| TASK PROMPT |
Can you write what comes next in the interview with audio designer Lorenzo Salvadori, picking up after its last sentence and leaving the data out of it?

| PASSAGE TO READ |
Leave Luck to Being Rescued – Lorenzo Salvadori

Lorenzo Salvadori
Experienced Audio Designer

Notable games Lorenzo has been involved with: DiRT Rally 2.0, MotoGP franchise, Ride, Sebastian Loeb Rally Evo



Brad: What was the education system like in Italy when you were growing up?

Lorenzo: It’s very theoretical and not very practical. We had “elementary school” from 6 to 10, “medium school” from 11 to 13, and “superior school” from 14 to 18. You get homework throughout the year on which you are graded, plus class tests every month or so for each subject, plus individual interrogation in front of the other classmates. The results of class tests and interrogations are the most important ones, as they will decide the final grade in that subject. At the end of each cycle you get a big exam about all subjects and you get a final grade. Some Universities will not accept you if your grades aren’t high enough.

Brad: What subjects were part of the curriculum? Were there any audio / music related subjects? 

Lorenzo: We have general subjects like Italian, History, Geography, Science, English, Math and PE throughout all the schools (except Uni), and we only add subjects like art and music in “medium school”. During the “superior school” years subjects like physics, chemistry, or things related to your course of study are added. Mine was Chartered Surveyor, so I had subjects like Topography and Technical Drawing and so on.

Brad: What sort of student were you at school? 

Lorenzo: I have always been a very curious and lively child, and I always asked a lot of questions in class. I generally had good grades in things I was interested in like math, physics, chemistry, science, music, English, and I was doing ok in everything else.

I never really needed to study too hard until I went to Uni. In fact, I hardly did any homework. Most times I was doing it in class the hour before the lecture began. But in Uni it wasn’t enough, especially because I chose quite a challenging subject: Astronomy.

My approach to study was very different than most of my classmates. Because I wasn’t good at memorising I had to understand things thoroughly to remember them. I almost never remembered a demonstration to a theorem or a law. I generally remembered what the premise was, what the theorem trying to address, why and what were the implications on what I already knew, and from there I just used the math I knew to get to the result I needed to demonstrate. It would take me a lot more time, but at least I was sure I understood what I was doing and the implications that it had. In the end it worked out well because I graduated with a first class.


Brad: When did you first get into sound design and music composition?

Lorenzo: When I was a kid I picked up my dad’s guitar and fell in love with the instrument. At first it was all about the music, and I would spend countless hours in front of a tape machine trying to learn songs and solos. Enter the almighty Yamaha FX500: ta-da! With compression, distortion, eq, delay, reverb, flanger, phaser, tremolo, and many other things I started experimenting with sound, twisting a resonance into the gusts of wind, harmonics into drops in a cave, muted taps in footsteps and a reasonably sustained note into a dragon’s roar.

| SOURCE MATERIAL |
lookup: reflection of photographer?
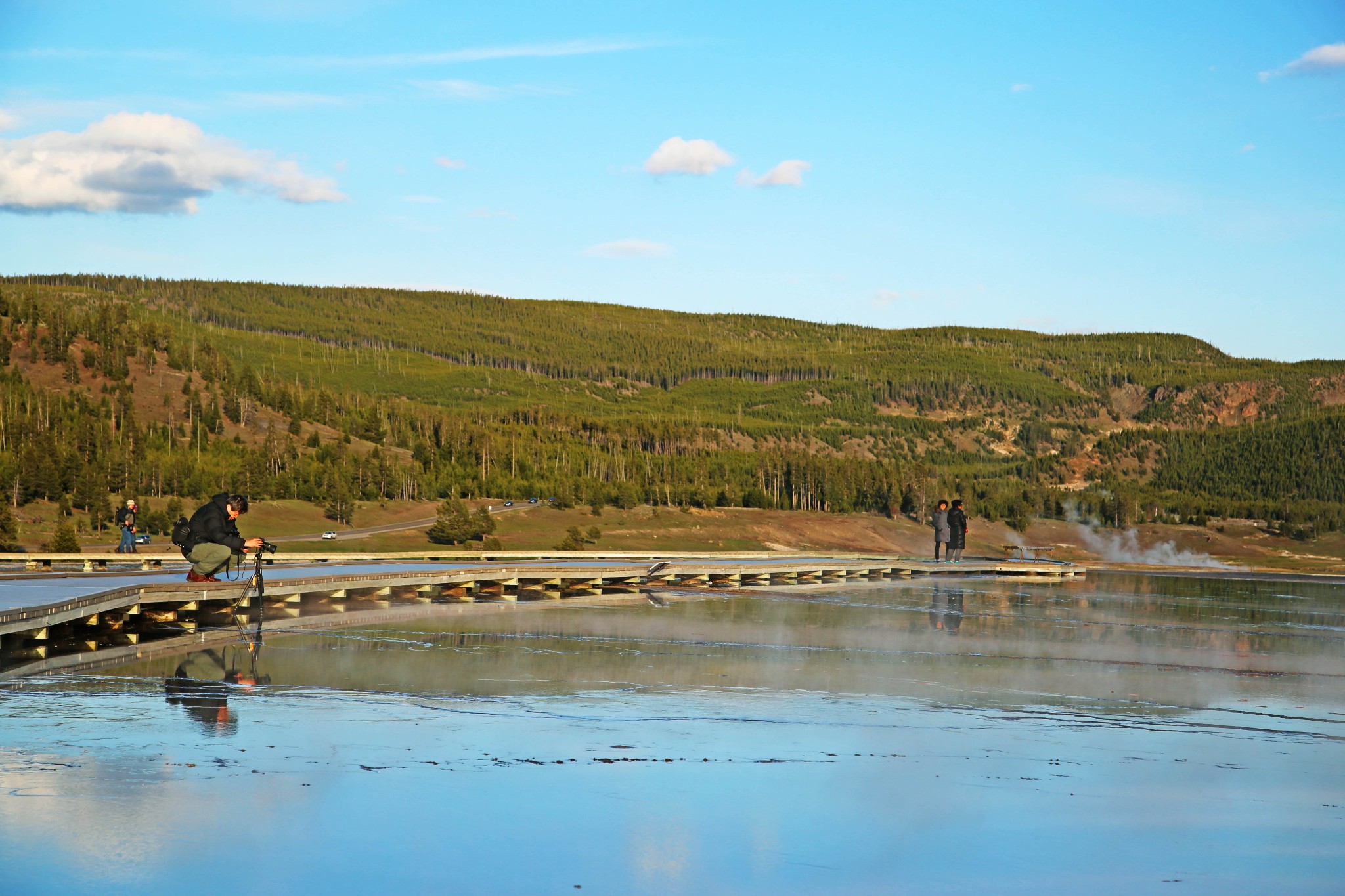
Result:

| REPLY TO THE EXERCISE |
In the meantime I kept studying music, and wrote my own songs, eventually recording songs with my bands and getting into the engineering side of things. I started learning about microphones and how to place them, what comps and eq do in a mix and how to use them, and I started recording other bands. Then while at Uni I got into music composition, and I thought it would be nice to be a composer. So I started writing music to picture, but I soon realised that there’s a plethora of sounds that go unnoticed in a movie. Moreover, all of the different sonic elements must work together in harmony to make things believable and engaging. So I got into Foley, dialogue editing, and sfx creation.

Brad: Studying for a degree is now commonplace for a career in the games industry. You’ve thrown a bit of a curve ball as you do have a degree but it isn’t in audio. Can you talk a bit about what you studied?

Lorenzo: I picked a B.Sc. in Astronomy, so I had subjects like Analysis 1, 2 and 3, Physics, Thermodynamics, Electromagnetism, Optics, Quantum Mechanics, Relativity, Cosmology, Astrophysics and so on. For every subject you attend lectures for three months and you get tested twice, once mid-course and once at the end. Once you pass the written tests you have an interrogation and you earn a mark from 0 to 30, where 30 is the best and 18 is the minimum to not have to repeat the exam. Once you do all the exams your marks are averaged, and you get extra points for your thesis. Mine was about Substructures in Dark Matter Halos.

In the end it’s all very theoretical and I think it doesn’t work as well as the British school system.


Brad: How did you end up going from a degree in Astronomy to working in the games industry? It’s a bit of a different choice of careers! 

Lorenzo: After graduation I was fed up with the elitism and general attitude of academia and so I spent all the money I received on a good audio interface and a copy of Pro Tools, determined to make a living out of this. In 2012 I moved to London while starting to think about the possibility of making an interactive soundscape, rather than a linear one. A few months later I attended AdventureX (a small conference about adventure games) and I met Jade Leamcharaskul (game music composer, multi-talented persona and friend). I will forever be thankful to her as she made me realise that what I was looking for was in fact under my nose all the time: videogames!

Growing up I played hours of racing and RPG games, but it hadn’t dawned on me that this was in fact a possible career. From that moment on I started learning FMOD and Wwise, enrolled in a course where I was taught Unity, and did a fair bit in order to improve my knowledge of codes (C, C++, C#, JS, Lua, Python) and engines (UE4). October 2014, Milan Games week: I was at the event and the guys from Milestone were giving a talk about Ride (the GT of motorbikes), so I asked how they would go about making the engine sounds. They told me to hand in a CV, and it all went on from there.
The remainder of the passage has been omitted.